[Stored entries]
========================================================================
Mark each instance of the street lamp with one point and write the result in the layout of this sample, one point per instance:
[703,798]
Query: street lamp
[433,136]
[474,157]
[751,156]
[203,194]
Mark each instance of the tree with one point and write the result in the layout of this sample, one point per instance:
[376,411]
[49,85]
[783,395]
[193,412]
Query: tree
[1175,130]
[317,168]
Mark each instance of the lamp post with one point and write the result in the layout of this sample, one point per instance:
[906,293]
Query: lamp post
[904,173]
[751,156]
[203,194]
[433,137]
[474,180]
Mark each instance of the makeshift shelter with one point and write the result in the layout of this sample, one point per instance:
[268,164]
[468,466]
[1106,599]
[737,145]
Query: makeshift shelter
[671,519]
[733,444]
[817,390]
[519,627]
========================================================================
PROMPT: Each line above needs to be output again, exactly as shown.

ANSWER TO THIS PROBLEM:
Mark each instance of the street lamp with one point and write the result in the layout of this sample, one point per instance:
[703,798]
Query: street lamp
[433,136]
[474,157]
[751,156]
[203,194]
Mark each instance of the tree with one point and write the result in the layout of this sample, one point per instance:
[376,411]
[49,85]
[783,395]
[193,412]
Query: tree
[1175,130]
[317,168]
Mark each instance of the lamp post with one point and write the result in the layout of this sample, one point per instance:
[906,293]
Query: lamp post
[904,173]
[751,156]
[203,194]
[433,137]
[474,180]
Mark each instance of the makeshift shelter with one point and write the result in the layout of this sample, one point per instance:
[268,164]
[468,466]
[1106,599]
[737,145]
Query: makeshift shelter
[671,519]
[733,444]
[817,390]
[519,627]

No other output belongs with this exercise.